-- begin Available data --

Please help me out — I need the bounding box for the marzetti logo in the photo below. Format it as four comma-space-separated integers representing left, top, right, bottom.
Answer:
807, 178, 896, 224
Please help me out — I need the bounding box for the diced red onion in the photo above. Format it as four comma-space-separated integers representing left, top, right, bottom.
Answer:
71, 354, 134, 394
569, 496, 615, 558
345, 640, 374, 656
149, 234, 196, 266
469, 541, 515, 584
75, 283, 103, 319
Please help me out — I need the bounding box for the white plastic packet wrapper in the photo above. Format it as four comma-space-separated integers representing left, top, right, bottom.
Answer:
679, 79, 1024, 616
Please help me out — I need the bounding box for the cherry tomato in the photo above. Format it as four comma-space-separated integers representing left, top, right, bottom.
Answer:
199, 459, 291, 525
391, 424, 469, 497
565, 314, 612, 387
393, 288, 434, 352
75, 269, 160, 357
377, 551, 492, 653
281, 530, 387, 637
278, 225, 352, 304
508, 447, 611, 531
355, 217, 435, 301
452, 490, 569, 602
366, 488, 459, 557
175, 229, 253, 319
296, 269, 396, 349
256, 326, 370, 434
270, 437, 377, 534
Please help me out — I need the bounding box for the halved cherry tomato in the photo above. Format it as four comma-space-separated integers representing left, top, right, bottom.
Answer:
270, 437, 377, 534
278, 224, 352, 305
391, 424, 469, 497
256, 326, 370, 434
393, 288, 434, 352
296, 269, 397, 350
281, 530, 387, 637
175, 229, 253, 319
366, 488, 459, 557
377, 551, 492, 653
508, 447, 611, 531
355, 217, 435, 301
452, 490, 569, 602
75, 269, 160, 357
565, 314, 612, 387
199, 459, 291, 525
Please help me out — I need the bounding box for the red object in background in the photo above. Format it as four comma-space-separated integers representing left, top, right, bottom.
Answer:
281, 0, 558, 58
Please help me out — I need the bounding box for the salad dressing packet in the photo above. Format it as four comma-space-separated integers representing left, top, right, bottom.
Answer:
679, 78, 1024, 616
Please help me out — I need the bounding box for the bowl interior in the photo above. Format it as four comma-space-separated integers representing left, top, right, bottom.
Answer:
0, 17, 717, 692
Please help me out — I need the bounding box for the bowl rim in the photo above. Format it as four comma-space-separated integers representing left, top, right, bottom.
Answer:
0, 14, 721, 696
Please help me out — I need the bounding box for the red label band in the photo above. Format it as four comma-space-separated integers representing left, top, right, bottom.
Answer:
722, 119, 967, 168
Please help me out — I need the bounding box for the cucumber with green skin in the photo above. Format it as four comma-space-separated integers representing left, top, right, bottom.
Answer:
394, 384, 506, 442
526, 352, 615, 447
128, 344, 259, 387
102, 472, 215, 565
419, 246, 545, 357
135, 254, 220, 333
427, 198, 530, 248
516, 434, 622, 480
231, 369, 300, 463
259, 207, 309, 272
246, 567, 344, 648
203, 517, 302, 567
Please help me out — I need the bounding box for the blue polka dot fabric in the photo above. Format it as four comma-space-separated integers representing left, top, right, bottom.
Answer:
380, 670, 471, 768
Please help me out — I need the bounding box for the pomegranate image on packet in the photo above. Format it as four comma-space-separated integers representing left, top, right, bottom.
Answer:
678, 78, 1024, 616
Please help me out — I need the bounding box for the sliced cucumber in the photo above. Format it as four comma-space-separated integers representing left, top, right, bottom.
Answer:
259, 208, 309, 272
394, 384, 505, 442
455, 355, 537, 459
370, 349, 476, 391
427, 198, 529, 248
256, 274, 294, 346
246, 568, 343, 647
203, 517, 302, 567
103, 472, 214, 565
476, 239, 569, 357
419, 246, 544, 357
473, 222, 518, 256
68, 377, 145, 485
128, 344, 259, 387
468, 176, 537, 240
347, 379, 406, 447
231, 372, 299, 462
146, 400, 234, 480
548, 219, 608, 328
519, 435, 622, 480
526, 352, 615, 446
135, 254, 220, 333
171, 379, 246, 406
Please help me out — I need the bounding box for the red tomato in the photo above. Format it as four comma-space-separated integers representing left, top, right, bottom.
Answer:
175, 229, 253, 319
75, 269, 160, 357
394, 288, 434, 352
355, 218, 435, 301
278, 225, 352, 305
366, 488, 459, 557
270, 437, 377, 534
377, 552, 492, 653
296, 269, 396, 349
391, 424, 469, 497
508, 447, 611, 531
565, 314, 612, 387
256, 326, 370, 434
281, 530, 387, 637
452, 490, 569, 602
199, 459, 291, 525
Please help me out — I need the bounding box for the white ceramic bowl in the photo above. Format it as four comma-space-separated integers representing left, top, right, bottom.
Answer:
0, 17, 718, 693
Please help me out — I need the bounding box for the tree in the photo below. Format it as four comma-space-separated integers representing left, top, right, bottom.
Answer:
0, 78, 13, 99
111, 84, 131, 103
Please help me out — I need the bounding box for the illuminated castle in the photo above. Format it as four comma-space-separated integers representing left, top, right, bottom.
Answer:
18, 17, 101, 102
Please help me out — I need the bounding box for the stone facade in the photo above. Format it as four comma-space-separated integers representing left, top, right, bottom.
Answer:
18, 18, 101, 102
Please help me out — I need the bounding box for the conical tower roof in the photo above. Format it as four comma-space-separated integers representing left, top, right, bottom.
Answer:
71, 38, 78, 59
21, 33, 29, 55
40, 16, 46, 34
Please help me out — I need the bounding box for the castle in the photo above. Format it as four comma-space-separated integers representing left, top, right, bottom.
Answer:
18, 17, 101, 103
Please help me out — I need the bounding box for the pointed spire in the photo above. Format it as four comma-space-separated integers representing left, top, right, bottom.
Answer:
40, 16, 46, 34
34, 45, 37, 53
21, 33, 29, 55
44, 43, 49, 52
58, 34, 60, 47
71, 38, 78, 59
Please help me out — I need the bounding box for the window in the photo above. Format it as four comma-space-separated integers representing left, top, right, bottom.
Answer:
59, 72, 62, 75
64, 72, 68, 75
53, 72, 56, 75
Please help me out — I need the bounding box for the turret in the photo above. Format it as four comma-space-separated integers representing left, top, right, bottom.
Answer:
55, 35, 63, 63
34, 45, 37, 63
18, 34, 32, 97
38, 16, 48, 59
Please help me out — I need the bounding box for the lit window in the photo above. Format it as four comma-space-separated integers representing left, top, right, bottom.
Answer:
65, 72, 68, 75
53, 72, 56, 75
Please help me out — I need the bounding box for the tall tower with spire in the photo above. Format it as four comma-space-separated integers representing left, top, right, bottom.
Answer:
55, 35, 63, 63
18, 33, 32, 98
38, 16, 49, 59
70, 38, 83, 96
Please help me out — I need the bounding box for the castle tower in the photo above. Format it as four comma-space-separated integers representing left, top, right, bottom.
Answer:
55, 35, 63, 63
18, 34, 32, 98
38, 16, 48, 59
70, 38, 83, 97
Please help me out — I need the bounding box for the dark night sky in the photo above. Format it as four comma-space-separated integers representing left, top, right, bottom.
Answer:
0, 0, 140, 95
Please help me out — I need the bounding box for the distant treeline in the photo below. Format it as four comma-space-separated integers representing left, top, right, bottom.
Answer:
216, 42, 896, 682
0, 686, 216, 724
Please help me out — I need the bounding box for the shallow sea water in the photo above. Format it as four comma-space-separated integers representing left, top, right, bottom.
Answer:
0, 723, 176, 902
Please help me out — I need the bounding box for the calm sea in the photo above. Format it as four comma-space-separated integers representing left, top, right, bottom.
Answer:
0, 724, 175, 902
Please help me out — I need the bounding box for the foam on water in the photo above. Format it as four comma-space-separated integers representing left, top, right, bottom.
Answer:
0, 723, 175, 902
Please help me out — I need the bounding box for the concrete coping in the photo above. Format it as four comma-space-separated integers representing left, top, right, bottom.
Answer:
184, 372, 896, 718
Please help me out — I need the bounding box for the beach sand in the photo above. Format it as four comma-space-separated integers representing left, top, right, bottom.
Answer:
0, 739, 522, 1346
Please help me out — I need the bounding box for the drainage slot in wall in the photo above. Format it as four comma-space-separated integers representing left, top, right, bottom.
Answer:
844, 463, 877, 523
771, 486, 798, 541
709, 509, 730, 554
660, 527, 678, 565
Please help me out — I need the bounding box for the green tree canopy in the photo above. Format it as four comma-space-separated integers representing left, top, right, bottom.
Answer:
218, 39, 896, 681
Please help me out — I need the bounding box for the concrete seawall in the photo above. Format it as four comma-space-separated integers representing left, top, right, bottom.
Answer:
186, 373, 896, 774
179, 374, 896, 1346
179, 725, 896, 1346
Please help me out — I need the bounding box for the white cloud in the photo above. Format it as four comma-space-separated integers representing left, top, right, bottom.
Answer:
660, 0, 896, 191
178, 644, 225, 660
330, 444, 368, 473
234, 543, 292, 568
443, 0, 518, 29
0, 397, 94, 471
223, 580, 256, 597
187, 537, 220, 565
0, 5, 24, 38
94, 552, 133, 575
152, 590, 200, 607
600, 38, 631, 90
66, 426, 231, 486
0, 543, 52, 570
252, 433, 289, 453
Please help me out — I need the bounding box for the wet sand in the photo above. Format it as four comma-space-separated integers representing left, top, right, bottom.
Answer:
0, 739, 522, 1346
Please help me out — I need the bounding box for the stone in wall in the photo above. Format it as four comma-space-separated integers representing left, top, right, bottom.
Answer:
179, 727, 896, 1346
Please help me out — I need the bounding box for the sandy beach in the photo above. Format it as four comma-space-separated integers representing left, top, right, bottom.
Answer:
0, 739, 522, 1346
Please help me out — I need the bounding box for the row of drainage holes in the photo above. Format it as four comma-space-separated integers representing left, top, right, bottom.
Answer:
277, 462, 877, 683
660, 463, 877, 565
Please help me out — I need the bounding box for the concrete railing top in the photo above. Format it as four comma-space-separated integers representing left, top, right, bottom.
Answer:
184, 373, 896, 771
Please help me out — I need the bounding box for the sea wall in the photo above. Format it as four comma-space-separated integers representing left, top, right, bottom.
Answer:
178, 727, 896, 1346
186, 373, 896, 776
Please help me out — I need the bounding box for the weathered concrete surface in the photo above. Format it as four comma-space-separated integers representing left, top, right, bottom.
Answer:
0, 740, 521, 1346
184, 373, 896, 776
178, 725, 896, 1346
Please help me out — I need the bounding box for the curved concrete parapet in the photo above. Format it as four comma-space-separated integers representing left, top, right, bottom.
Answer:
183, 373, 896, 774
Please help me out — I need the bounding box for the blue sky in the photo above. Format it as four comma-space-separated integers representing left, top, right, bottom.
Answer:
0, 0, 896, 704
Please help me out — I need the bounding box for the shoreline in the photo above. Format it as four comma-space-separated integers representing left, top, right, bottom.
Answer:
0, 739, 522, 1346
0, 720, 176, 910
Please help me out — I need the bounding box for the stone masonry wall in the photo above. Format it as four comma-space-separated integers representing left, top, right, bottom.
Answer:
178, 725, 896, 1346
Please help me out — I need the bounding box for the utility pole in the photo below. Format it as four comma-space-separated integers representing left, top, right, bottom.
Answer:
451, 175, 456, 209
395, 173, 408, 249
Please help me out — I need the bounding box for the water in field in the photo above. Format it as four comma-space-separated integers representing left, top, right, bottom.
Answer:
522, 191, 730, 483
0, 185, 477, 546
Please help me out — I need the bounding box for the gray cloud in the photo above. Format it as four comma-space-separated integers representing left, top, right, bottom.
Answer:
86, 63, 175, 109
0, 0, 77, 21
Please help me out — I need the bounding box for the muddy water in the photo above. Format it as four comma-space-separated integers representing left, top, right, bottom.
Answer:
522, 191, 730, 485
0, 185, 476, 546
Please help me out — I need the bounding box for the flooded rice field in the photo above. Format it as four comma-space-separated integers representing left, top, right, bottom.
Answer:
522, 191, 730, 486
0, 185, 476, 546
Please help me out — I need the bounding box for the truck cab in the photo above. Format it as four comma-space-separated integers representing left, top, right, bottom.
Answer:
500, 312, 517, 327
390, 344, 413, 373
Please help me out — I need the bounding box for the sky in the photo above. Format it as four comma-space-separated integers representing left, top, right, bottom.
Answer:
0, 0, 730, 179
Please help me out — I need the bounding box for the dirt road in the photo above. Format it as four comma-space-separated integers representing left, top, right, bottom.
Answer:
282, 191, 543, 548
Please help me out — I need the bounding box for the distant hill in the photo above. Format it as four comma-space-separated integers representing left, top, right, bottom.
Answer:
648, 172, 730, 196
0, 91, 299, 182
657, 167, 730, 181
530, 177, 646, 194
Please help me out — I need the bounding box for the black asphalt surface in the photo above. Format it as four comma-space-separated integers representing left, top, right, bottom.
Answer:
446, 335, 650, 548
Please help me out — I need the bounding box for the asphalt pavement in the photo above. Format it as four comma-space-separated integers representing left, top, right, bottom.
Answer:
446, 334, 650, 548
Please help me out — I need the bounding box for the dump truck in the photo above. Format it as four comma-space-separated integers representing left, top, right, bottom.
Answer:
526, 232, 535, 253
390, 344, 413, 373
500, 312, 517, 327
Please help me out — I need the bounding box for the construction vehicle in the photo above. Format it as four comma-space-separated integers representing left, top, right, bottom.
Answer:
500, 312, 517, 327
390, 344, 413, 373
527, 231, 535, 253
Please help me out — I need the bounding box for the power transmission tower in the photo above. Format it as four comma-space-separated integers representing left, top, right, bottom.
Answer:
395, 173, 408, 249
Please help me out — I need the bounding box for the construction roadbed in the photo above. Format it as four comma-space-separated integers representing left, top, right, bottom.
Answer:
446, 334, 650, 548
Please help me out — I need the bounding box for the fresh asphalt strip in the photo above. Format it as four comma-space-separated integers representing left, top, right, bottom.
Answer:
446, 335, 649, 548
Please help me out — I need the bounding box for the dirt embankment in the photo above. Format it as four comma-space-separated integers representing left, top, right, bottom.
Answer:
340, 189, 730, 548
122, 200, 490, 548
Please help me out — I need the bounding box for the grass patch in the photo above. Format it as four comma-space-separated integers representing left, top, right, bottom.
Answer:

-- end Available data --

__Stated exercise__
Copy out the stretch from the line containing "for the sky" through the line containing "446, 335, 649, 548", putting "gravel road" in place of "dirt road" and leaving everything else as it is. Give only those lines.

__Response to the exercise__
Please help me out — I need the bounding box for the sky in the photo above. Format it as four comma-space-separated integers representing left, top, right, bottom.
Answer:
0, 0, 730, 179
Please help me out — I need the bounding box for the gravel road in the photo above. Format it as four comma-space-separated integers representing left, top, right, bottom.
Answer:
282, 191, 543, 548
Please help me out — I need the bounding box for the distant hill in the photo above. Format it as four comma-space-separated integers representing left, top, right, bottom.
Answer:
648, 172, 730, 196
0, 91, 299, 182
657, 167, 730, 181
530, 177, 646, 194
Please help me out — I need the bounding box for the black asphalt surface in the photo above. Format it as four comma-space-separated integers representing left, top, right, bottom.
Answer:
446, 335, 650, 548
Please help me out — I need the bounding box for the asphalt pavement in the photo above. Format it as four comma-space-separated integers representing left, top, right, bottom.
Answer:
446, 334, 650, 548
Please help me out — I need the bounding box for the dump truck in the photo above. Format it as four comma-space-separated integers representing left, top, right, bottom.
Answer:
526, 232, 535, 253
390, 344, 413, 373
500, 312, 517, 327
Please help me out — I need the bounding box for the construction vehicle in the photo above. Format it as four comma-space-separated integers representing left, top, right, bottom.
Answer:
500, 312, 517, 327
390, 344, 413, 373
527, 231, 535, 253
Please help me out — I need the bounding box for the power transmission tower in the photo above. Format it as four comma-space-separated integers representing left, top, right, bottom.
Answer:
395, 173, 408, 249
Please help me out — I need the bounding box for the construction roadbed in the photo above. Format it as four comma-space-separated integers representing left, top, right, bottom.
Answer:
446, 334, 650, 548
Please help me out — I need the bounding box for the fresh asphalt strip in the photo above. Format it as four comma-space-separated integers representing left, top, right, bottom.
Answer:
446, 335, 649, 548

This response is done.